Metin parçası:
━━━━━━━━━━
İş bulmam lazım, çocuk sahibi olmam lazım, evlenmem lazım, mutlu olmam lazım, affedici olmam lazım, öfkelenmemem lazım… Liste çok uzun ve biz meli ve malı trafiğine takıldığımızda, gerçekten her şey  duruyor. Çünkü hep bir şeyi kaçırıyoruz gibi hissettiğimiz için hırçınlaşmaya ve ağırlıklarımızla koşturmaya başlıyoruz. Sonra o ağırlıklarımızla deli gibi koştuğumuz için yol yorgunu oluyoruz.

Bundan seneler önce tam zamanlı iş ararken etrafımdaki birçok kişi bankacı olmanın faydalarını anlatıp duruyordu. Onların istediği gibi görüşmelere de gitmiştim ama kalbimin tam ortasında oturan ağırlığı bir türlü kaldıramadığım için bankacı olma girişimim, iş görüşmesinden öteye geçmedi.

Aslında hayatımda bunun gibi çok sahne var. İnsanın kendini tanıması çok uzun bir yol. O yolda illaki ara sapaklar olacak ve bence hiçbir yol yanlış değil. Hepsi kendi kalbimizin  sesini duyabilmek için hatırlatıcı…

Seneler önce çok sevdiğim biri vardı ve günün sonunda sevgim ve güvenim öyle bir sarsıldı ki, uzun bir süre çok öfkeliydim. Etrafımdaki herkese kendimin ne kadar haklı onun ne kadar haksız olduğunu anlatıp durdum. Çünkü öyle öğrenmiştim, bir ilişki bittiyse birinin bir tarafın hep haklı olması lazımdı. Sırtımda taşıdığım ağırlığın farkında değildim.

Öfkeliydim çünkü canım yanıyordu. Bir yandan haklılığımın tasdiklenmesini istiyor, diğer bir yandan da halen olmayanı çekiştirmeye devam ediyor ve bırakmak istemiyordum. Bir şeyler “benim” olmazsa tutunarak orasından burasından çekerek benim yapabileceğimi sanıyordum. Ve sanıyordum ki, elimden geleni yaparsam, çekiştirmeye devam edersem her şey eskisi gibi olacak.  Hayatımın en derin uyanışlarından birini o zaman yaşamıştım. Aslında hiçbir şeyi çekiştirmek istemiyordum, sadece bilindik kendi konfor alanımda kalmayı tercih etmeye çalışıyordum. Kalbimde zaten o ilişki için ayırdığım yer kalmamıştı, sadece öfkeliydim ve öfkem her yere dağıldığı için ne hissettiğimi algılayamıyordum.
━━━━━━━━━━
Sağlanan malzeme:
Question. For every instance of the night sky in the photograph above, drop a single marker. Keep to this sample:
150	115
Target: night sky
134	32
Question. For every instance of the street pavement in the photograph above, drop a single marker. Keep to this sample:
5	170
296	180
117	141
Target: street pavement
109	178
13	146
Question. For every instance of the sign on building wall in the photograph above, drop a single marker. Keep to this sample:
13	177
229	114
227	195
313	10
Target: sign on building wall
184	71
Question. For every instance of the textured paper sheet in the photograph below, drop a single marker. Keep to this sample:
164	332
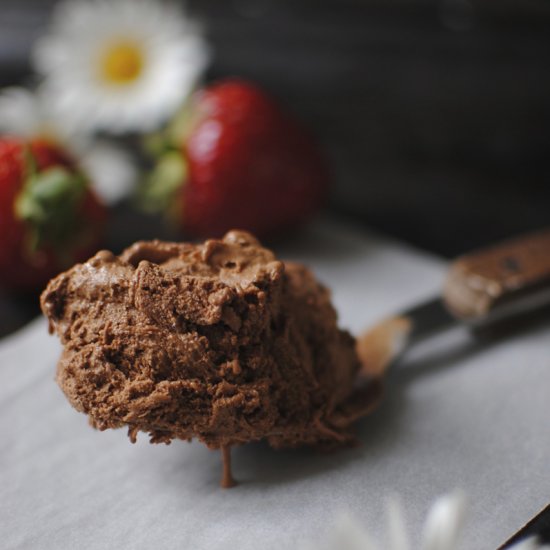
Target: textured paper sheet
458	414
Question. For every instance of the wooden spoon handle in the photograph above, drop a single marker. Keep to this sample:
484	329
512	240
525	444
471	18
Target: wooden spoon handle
500	280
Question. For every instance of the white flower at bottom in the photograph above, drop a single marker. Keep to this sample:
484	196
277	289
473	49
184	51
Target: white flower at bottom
441	531
121	65
109	167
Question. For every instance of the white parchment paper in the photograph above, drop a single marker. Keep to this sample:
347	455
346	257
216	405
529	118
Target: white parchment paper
458	414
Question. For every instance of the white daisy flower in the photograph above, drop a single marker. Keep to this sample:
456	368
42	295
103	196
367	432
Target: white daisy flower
29	115
119	65
442	530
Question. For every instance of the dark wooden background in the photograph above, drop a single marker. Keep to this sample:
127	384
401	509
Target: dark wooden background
435	114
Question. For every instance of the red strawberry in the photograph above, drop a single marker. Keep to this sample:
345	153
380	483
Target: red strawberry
48	217
233	158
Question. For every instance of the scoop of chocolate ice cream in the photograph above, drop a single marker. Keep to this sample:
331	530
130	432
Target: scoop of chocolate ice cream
219	341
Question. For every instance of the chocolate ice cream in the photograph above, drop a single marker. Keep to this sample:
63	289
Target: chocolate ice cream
218	341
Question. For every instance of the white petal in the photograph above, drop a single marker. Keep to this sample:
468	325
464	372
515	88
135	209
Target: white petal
397	530
111	171
444	522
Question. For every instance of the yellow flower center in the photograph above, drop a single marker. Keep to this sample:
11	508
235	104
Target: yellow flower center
122	62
━━━━━━━━━━
Görev:
Metin parçasına göre şu soruları yanıtlayın:
1. Bankacı olma girişimi neden iş görüşmesinden öteye geçmedi?
2. Bir ilişki bittiğinde ne olması gerektiği öğrenilmişti?
3. Öfke her yere dağıldığı için neyin algılanamadığı belirtiliyor?
Öğelerin bu işle herhangi bir ilgisi yoktur.

Sonuç:
1. Kalbin tam ortasında oturan ağırlık bir türlü kaldırılamadığı için.
2. Bir tarafın hep haklı olması gerektiği.
3. Ne hissedildiği.